##### PASSAGE TO READ #####
Dr Witold Kwapinski is heading a research team that will target the construction of a laboratory-scale gasifier and pyrolysis unit that will effectively process biomass and organic waste materials. A wide variety of conditions will be employed to ascertain the effects that these have on the gases, bio-oils and chars formed in the processes and optimum conditions will be established for the production of the products of greatest commercial value. Char will be an important product, due to its massive potential value in agriculture. It can be anticipated that the results will focus attention on a research area with considerable wealth generating potential.

An important output will be to demonstrate how pyrolysis processes compare to incineration in so far as the utilization of organic wastes is concerned. The results obtained will be of great importance to policy makers. There will be significant fundamental studies of applications of those technologies.

Please click here to see the planned design of the new gasifier in more detail.
#####
REQUIRED TASKS:
1. In the passage on the gasifier and pyrolysis research, why is char expected to be an important product?
2. Carry on the passage about the gasifier and pyrolysis research, starting after its final sentence.
##### DATA PROVIDED #####
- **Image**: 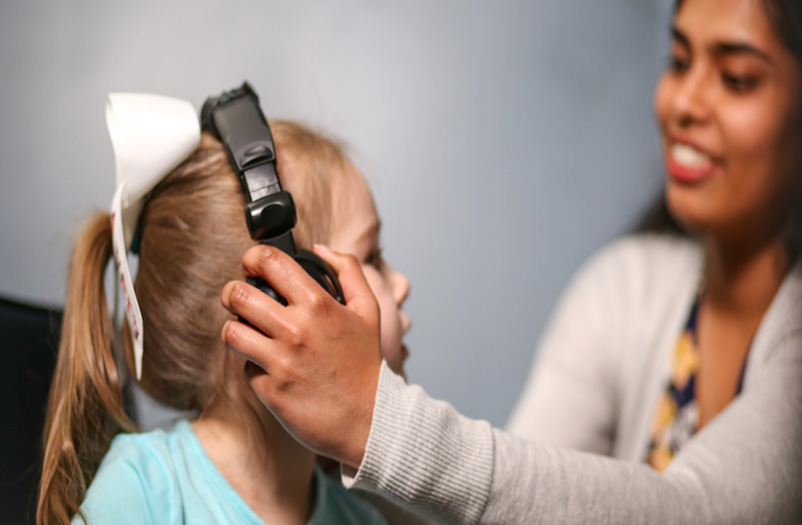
#####
EXPECTED RESULTS:
1. Char is expected to be important because of its massive potential value in agriculture.

2.
This project is possible through funding from the Irish HEA. Carbolea obtained we obtain 241 000 Euros fundign from this source and we expect the equipment to be ready at the end of 2009. The diameter of the gasifier will be 5-in and it has 5 m longitude. The solid dosage system with high speed screw feeder and control speed will be able to provide 10 kg solids/h. The integration between process and reactor operation with catalyst design is a primary task of our biorefining project. The process conditions in the reactor with consideration of mass and heat transfer as well as residence time and flow patterns must be controlled to optimise yield of the desired products.

When the system will be working as fluidised gasifier, the temperature in the tube will be over 800°C and the main products will be non-condensable gases. There will be possibility to operate the gasifier by changing the amount of water steam, air or ambient gases to obtain different gaseous products. Biomass gasification with pure steam in a fluidized bed may generate a gasification gas. The gas when derived from a biomass feedstock is referred to as bio-syngas and consists primarily of (H2, CO, CO2, hydrocarbons). To produce bio-syngas from a biomass fuel or chemicals there are several steps:

(a) Gasification of the fuel;

(b) Cleaning of the product gas (removal of tars, S & N compounds);

(c) Usage of the synthesis gas to produce chemicals; and

(d) Usage of the synthesis gas as energy carrier in fuel cells.

We intend to demonstrate the capabilities and feasibility of technologies as well as the potential application of the end-products. We will be investigating the most efficient way to obtain a gasification gas that is very rich in H2 and with very low tar content.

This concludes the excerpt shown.